* Work request:
Please copy every line below that contains the string "exact".

* Source data:
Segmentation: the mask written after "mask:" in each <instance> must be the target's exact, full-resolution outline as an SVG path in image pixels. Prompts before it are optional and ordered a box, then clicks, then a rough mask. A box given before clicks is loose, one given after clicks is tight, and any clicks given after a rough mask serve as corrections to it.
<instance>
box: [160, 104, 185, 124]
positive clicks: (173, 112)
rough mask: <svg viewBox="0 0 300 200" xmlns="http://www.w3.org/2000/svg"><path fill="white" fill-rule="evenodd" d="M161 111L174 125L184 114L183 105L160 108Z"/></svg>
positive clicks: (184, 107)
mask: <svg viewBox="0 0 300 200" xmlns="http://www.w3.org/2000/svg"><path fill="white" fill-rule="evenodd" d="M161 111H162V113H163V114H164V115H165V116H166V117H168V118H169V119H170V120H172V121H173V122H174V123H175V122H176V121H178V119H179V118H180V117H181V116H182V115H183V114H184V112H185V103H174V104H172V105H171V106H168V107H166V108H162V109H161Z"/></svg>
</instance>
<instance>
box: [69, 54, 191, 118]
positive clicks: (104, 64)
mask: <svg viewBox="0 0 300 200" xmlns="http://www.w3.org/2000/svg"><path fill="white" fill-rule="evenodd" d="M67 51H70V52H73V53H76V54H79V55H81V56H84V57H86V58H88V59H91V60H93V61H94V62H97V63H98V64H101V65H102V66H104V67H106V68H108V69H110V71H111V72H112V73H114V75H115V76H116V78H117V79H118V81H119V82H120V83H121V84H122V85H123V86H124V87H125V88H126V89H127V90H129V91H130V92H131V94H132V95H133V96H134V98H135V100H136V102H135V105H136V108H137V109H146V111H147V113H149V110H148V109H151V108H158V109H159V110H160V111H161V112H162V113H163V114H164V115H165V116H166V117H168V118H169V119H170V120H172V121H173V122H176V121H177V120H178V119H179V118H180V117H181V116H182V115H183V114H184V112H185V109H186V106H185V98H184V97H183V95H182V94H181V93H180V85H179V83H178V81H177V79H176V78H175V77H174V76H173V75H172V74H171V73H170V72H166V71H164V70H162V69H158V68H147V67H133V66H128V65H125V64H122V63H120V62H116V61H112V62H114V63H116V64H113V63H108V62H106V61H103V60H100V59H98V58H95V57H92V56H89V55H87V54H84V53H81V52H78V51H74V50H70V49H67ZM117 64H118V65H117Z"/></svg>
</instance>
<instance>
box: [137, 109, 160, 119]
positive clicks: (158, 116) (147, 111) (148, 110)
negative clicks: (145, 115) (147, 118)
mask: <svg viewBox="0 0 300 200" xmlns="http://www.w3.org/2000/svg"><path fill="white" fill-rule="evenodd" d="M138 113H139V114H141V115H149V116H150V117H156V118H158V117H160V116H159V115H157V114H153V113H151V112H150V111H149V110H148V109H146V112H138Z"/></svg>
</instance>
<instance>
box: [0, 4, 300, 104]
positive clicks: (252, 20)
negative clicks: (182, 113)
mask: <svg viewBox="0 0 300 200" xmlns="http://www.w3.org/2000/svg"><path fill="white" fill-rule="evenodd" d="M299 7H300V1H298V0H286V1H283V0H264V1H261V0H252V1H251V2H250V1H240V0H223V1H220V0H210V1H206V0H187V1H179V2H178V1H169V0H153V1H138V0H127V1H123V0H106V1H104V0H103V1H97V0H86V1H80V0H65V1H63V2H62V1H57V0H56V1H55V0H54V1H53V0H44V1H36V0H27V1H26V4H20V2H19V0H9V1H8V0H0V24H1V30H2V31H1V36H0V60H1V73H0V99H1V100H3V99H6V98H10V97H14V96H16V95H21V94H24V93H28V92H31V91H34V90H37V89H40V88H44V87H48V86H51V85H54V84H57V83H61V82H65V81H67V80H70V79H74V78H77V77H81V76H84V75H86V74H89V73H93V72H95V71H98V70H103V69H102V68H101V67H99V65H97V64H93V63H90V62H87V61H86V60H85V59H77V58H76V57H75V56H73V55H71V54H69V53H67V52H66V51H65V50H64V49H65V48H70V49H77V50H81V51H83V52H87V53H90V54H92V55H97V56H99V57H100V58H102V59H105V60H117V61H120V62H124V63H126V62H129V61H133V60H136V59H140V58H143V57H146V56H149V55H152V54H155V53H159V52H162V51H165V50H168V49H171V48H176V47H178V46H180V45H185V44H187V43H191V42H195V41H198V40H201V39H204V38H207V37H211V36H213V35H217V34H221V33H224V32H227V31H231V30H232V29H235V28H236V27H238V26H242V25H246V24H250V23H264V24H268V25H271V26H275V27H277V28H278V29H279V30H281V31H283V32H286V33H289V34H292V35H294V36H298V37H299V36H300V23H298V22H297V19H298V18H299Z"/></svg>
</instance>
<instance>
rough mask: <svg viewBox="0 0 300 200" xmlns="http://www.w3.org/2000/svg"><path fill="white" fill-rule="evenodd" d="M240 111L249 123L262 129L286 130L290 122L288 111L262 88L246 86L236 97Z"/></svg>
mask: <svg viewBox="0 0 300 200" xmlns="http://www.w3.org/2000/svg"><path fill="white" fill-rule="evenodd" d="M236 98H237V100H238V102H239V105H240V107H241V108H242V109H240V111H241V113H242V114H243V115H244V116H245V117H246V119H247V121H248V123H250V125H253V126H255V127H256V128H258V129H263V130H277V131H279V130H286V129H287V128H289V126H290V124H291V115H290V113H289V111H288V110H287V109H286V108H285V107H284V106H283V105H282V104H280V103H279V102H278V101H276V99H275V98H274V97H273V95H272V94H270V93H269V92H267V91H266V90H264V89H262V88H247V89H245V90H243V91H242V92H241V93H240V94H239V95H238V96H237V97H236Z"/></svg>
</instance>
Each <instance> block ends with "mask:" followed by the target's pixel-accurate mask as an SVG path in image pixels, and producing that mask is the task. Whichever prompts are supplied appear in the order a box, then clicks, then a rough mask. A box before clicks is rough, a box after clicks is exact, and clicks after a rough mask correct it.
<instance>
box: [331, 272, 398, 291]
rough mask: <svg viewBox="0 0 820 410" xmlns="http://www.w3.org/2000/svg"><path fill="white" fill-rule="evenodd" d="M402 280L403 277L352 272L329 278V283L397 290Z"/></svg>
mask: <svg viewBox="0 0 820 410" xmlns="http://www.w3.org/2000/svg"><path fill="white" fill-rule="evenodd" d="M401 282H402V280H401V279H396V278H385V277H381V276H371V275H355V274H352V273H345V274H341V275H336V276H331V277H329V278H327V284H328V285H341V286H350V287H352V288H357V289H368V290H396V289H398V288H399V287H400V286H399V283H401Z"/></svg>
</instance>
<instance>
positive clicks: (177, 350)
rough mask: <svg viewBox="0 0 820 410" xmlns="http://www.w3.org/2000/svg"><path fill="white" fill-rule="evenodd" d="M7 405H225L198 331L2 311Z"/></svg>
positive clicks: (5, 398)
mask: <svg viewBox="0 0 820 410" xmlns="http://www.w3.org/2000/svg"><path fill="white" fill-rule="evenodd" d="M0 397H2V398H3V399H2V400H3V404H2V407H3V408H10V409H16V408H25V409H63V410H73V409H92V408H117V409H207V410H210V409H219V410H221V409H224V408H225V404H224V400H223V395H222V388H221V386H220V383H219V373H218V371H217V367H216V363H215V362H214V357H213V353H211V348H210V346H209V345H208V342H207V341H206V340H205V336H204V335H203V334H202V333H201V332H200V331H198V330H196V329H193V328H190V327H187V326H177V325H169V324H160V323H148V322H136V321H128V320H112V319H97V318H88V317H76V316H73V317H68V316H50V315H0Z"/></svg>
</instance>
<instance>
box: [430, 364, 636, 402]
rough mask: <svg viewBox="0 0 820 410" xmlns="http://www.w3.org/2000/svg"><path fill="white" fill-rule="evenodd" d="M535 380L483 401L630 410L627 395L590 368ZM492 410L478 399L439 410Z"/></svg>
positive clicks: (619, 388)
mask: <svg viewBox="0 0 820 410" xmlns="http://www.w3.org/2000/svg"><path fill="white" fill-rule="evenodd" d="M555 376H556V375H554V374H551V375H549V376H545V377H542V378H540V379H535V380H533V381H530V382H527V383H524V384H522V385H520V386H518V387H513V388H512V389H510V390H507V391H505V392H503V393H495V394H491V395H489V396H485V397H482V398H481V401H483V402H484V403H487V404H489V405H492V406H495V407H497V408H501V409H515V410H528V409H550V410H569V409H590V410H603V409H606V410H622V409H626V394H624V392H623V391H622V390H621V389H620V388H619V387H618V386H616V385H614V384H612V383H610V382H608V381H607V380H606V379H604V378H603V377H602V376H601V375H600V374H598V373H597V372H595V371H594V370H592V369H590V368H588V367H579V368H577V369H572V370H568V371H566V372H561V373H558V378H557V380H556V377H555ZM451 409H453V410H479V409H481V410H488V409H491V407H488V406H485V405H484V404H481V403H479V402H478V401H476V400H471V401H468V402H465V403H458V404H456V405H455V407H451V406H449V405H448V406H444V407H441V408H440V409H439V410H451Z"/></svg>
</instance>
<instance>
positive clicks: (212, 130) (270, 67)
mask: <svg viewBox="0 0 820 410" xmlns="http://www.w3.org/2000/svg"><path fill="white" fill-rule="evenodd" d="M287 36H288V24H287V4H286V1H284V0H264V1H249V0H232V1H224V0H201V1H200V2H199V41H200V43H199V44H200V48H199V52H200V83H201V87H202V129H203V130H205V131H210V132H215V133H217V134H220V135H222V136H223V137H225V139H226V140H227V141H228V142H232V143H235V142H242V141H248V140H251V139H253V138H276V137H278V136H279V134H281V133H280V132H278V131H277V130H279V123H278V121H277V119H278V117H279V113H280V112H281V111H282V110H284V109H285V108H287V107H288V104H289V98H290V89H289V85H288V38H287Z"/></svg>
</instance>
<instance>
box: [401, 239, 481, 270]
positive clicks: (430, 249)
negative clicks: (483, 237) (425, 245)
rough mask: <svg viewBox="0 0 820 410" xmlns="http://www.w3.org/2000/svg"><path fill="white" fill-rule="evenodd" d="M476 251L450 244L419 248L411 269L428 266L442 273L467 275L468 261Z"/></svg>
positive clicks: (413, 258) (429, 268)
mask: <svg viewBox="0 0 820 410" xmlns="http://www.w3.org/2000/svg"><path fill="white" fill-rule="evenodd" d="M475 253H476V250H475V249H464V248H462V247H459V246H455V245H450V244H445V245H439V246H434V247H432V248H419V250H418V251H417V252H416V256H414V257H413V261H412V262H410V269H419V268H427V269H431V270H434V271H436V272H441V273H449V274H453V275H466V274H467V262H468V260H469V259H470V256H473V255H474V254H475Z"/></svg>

* Response for this exercise:
Segmentation: the mask written after "mask:" in each <instance> must be the target's exact, full-resolution outline as an SVG path in image pixels. Prompts before it are optional and ordered a box, then clicks, then a rough mask. A box given before clicks is loose, one given after clicks is tight, and any clicks given after a rough mask serve as corrections to it.
Each <instance> block ends with "mask:" followed by the target's pixel-accurate mask as an SVG path in image pixels, and producing that mask is the task. Whichever prompts are supplied appear in the order a box, then clicks, then a rough mask. A box before clicks is rough, a box after clicks is exact, and clicks after a rough mask correct it.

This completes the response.